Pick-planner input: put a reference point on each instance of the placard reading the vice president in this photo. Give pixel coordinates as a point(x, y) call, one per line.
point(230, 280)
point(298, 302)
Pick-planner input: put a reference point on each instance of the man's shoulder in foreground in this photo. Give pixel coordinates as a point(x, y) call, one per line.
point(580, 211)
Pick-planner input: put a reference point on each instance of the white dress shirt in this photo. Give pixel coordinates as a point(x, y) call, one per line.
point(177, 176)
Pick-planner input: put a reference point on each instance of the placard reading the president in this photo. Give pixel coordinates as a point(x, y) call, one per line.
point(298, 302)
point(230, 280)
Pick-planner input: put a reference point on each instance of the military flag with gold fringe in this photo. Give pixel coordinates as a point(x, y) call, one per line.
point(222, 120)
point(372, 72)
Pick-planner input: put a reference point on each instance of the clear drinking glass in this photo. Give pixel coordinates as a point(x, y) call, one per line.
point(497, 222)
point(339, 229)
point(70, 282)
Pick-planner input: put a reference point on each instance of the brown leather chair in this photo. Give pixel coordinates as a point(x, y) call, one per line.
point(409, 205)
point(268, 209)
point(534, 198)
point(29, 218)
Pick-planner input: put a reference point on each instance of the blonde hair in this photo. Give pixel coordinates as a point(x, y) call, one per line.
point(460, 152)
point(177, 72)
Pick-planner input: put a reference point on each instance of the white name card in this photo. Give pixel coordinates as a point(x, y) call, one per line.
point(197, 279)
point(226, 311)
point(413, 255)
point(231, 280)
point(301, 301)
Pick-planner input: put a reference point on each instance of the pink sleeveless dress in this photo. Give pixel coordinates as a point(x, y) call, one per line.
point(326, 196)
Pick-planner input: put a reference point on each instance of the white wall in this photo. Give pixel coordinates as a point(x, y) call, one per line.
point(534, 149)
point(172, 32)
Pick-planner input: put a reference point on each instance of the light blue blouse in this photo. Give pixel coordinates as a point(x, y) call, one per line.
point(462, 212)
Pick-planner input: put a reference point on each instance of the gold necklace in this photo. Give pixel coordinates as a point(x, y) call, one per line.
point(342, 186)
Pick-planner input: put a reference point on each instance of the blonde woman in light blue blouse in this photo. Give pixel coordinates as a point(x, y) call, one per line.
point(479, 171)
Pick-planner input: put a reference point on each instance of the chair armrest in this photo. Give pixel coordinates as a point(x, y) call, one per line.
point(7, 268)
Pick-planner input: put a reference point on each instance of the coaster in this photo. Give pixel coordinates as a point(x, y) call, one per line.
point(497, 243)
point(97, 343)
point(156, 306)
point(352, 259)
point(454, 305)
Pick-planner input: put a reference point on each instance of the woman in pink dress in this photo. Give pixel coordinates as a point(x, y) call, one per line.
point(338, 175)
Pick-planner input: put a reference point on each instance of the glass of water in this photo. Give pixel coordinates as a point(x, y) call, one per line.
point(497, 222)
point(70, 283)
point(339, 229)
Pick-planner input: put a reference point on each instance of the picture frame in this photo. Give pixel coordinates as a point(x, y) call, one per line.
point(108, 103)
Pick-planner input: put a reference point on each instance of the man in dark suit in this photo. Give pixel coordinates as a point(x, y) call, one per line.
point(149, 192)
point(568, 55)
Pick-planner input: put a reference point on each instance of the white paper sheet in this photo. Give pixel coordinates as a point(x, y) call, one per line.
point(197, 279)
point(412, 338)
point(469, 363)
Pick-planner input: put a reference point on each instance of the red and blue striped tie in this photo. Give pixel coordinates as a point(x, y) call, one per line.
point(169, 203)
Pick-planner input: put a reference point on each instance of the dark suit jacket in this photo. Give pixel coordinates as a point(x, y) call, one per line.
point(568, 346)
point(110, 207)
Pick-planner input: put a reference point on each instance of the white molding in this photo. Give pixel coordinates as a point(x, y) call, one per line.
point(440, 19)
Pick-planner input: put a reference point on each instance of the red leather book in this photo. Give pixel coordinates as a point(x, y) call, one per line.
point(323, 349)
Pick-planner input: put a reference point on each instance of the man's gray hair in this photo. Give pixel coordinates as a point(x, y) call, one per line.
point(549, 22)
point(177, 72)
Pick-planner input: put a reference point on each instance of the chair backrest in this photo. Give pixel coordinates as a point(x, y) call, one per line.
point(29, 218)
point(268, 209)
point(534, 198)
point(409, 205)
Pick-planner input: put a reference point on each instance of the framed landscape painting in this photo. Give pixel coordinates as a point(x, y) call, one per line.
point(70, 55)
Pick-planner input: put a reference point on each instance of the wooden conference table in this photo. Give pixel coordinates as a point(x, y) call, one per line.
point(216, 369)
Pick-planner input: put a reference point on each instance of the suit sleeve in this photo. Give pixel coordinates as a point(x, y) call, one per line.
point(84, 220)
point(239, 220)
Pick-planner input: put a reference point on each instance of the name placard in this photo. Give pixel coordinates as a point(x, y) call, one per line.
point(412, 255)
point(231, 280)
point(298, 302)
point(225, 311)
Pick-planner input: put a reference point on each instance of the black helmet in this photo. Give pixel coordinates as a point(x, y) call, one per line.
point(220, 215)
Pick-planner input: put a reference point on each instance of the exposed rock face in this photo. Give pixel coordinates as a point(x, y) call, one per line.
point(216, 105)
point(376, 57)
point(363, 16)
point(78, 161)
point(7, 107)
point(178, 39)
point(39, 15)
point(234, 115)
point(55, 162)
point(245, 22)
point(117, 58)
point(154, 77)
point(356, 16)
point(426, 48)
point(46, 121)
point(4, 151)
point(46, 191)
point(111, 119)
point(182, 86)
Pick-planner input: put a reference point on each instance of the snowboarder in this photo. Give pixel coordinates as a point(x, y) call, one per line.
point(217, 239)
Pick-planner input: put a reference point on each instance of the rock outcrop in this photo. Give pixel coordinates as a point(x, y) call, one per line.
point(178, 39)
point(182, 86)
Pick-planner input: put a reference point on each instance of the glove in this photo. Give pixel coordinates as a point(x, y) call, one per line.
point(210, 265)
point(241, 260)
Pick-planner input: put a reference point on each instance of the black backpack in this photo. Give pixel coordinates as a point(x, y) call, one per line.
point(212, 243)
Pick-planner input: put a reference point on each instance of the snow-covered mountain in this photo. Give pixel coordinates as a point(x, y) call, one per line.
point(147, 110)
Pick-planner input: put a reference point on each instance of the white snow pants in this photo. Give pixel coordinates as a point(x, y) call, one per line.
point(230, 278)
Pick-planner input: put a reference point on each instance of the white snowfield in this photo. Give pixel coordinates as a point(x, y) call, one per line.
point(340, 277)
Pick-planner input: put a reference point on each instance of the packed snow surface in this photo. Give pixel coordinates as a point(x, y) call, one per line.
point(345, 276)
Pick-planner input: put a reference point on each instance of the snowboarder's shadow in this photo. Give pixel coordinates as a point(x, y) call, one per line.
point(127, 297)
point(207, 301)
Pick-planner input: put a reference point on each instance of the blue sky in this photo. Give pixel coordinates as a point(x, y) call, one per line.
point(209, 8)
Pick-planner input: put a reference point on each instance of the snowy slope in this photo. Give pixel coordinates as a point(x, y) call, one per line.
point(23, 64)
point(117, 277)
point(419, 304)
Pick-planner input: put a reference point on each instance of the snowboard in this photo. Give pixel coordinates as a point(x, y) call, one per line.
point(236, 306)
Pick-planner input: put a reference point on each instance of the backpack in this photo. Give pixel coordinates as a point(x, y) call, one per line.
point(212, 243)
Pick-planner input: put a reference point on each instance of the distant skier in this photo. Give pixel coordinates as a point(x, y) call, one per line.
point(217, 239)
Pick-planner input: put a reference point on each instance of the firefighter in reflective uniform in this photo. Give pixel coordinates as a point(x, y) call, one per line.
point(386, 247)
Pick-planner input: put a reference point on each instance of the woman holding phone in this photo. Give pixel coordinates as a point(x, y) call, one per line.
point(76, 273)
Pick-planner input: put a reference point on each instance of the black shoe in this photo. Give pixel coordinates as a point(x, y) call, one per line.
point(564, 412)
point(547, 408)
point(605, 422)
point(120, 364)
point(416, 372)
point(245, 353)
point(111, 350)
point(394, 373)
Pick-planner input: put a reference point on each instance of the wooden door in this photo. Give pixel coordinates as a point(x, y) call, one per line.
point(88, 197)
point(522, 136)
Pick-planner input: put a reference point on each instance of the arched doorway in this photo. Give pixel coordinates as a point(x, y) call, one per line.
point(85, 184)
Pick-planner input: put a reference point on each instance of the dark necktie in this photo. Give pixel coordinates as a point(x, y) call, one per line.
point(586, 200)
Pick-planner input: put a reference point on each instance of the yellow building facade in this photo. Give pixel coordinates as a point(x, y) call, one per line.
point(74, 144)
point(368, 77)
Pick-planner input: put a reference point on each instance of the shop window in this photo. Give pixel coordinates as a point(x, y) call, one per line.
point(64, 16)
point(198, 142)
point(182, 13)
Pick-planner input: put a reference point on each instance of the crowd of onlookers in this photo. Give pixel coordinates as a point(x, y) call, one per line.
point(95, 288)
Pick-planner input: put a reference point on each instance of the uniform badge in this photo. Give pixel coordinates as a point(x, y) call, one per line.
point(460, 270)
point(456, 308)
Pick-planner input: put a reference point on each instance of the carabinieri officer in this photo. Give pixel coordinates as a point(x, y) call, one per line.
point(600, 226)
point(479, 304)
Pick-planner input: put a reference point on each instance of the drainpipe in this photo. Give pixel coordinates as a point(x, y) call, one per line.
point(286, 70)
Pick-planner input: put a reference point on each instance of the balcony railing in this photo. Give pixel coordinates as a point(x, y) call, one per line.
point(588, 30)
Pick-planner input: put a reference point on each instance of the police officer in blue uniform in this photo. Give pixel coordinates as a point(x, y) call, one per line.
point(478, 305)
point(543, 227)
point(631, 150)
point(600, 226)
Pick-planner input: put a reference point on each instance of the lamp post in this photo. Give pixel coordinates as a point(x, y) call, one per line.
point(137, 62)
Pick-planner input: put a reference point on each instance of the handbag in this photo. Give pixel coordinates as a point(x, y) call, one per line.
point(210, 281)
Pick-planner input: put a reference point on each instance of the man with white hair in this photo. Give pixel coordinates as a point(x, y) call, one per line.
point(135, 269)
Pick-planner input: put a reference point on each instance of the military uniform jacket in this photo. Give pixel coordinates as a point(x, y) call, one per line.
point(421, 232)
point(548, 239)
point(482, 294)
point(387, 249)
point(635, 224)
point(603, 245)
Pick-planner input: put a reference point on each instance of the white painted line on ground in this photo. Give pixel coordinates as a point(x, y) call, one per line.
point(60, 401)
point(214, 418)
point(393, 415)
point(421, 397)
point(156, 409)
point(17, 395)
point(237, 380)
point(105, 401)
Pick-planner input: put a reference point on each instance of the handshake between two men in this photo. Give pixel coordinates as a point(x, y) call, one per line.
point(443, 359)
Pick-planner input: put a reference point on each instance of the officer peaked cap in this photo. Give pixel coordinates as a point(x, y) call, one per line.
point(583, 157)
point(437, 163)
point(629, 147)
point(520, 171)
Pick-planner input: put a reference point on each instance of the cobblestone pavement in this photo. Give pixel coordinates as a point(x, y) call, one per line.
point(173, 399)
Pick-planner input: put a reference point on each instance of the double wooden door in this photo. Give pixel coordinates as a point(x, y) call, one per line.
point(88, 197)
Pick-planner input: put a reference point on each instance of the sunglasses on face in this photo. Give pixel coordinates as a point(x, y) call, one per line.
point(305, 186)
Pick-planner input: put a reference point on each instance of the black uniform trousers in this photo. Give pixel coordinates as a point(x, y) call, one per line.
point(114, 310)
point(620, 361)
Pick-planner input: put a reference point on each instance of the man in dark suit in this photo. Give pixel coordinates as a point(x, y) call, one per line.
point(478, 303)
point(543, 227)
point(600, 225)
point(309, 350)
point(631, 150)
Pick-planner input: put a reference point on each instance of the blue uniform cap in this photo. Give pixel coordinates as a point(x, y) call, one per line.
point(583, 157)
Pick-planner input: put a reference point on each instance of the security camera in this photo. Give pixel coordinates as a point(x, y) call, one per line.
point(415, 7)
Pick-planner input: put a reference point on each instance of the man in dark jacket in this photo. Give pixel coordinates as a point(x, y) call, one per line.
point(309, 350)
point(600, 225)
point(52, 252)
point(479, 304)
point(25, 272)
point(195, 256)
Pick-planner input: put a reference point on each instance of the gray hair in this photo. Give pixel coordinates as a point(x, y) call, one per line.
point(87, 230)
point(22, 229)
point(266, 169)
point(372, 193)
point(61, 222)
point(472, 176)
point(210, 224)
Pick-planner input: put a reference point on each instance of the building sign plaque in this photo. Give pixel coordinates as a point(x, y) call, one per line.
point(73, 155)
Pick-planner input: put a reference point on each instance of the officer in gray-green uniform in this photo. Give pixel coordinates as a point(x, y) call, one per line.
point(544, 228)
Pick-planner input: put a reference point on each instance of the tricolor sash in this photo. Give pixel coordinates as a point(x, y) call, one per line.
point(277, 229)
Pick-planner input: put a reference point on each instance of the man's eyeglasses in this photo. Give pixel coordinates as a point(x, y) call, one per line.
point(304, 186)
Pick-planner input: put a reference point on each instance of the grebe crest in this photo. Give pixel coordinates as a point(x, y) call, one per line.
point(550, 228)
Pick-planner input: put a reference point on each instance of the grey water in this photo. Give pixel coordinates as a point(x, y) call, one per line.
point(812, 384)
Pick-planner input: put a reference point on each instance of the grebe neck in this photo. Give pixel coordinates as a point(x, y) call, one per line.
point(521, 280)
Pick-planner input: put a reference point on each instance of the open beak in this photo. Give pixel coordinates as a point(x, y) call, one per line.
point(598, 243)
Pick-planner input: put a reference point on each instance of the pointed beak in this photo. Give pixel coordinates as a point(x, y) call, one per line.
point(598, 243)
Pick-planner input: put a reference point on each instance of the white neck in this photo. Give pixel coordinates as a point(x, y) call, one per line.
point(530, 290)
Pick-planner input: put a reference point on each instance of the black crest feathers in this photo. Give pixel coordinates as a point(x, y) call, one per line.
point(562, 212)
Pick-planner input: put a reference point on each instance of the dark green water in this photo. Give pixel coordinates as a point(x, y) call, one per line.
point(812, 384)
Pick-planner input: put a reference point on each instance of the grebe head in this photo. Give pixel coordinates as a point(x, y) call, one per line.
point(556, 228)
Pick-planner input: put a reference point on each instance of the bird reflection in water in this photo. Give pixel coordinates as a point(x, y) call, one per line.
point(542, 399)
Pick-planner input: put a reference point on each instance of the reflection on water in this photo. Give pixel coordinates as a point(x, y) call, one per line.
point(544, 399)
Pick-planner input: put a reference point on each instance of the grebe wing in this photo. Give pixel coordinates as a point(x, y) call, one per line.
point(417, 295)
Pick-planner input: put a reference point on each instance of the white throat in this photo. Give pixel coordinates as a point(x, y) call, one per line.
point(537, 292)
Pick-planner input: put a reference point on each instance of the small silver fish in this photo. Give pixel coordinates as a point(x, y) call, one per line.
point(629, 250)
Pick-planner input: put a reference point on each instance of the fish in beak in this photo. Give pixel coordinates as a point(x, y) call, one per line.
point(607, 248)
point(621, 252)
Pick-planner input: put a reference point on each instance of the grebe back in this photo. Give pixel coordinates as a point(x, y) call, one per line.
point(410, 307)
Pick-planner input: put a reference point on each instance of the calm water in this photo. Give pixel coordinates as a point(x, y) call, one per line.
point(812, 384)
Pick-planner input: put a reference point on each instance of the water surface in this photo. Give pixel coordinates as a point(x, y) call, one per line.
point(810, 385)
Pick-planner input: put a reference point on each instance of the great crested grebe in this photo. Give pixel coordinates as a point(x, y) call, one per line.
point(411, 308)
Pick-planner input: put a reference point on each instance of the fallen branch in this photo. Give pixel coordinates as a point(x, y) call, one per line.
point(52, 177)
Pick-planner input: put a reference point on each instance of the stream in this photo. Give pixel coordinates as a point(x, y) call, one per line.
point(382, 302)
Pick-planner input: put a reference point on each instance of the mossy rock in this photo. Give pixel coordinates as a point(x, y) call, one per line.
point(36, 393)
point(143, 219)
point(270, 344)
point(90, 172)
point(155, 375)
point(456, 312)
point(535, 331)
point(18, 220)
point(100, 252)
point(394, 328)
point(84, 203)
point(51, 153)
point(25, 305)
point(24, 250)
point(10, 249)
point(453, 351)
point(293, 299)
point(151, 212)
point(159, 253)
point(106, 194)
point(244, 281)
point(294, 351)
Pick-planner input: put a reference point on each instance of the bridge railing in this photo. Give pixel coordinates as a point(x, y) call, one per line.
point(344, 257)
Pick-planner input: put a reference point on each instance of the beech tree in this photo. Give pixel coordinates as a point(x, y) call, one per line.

----------

■ What you are asked to do:
Express as a JSON list of strings the lines of the listing above, starting with the line containing "the black crest" and going on through the line containing "point(411, 308)", both included, with one string per line and blank lines omitted.

■ Answer to the exercise:
[
  "Pick-planner input: put a reference point on each instance of the black crest feathers in this photo. Give pixel coordinates as a point(x, y) call, one per line.",
  "point(562, 212)",
  "Pick-planner input: put a reference point on each instance of the dark green water in this photo. Give pixel coordinates as a point(x, y) call, one per line.",
  "point(812, 384)",
  "Pick-planner input: put a reference point on each instance of the grebe head in this photo. Give pixel coordinates as a point(x, y) call, one per line.",
  "point(556, 228)",
  "Pick-planner input: put a reference point on each instance of the bird reflection in water in this photo. Give pixel coordinates as a point(x, y) call, one per line.",
  "point(542, 399)",
  "Pick-planner input: put a reference point on each instance of the reflection on water in this photo. Give pixel coordinates as a point(x, y) call, one per line.",
  "point(544, 399)",
  "Pick-planner input: put a reference point on each instance of the grebe wing in this photo. Give pixel coordinates as a point(x, y) call, one per line.",
  "point(417, 295)",
  "Pick-planner input: put a reference point on each instance of the white throat in this photo. Give pixel coordinates as a point(x, y) call, one per line.",
  "point(537, 292)",
  "Pick-planner input: put a reference point on each instance of the small silver fish in this photo. Give pixel coordinates as a point(x, y) call, one per line.",
  "point(629, 250)",
  "Pick-planner input: put a reference point on each instance of the fish in beak in this photo. Give pixel coordinates as a point(x, y) call, one per line.",
  "point(607, 248)",
  "point(621, 252)",
  "Pick-planner input: put a reference point on each instance of the grebe back in this photo. Give pixel coordinates as a point(x, y) call, one per line.",
  "point(410, 307)",
  "Pick-planner input: put a reference point on each instance of the calm water in this photo. Give pixel coordinates as a point(x, y) call, one per line.",
  "point(812, 384)",
  "Pick-planner input: put a reference point on each instance of the water surface in this photo. Give pixel coordinates as a point(x, y) call, one per line.",
  "point(810, 385)",
  "Pick-planner input: put a reference point on each instance of the great crested grebe in this photo. Give pixel coordinates as a point(x, y) call, one per line.",
  "point(411, 308)"
]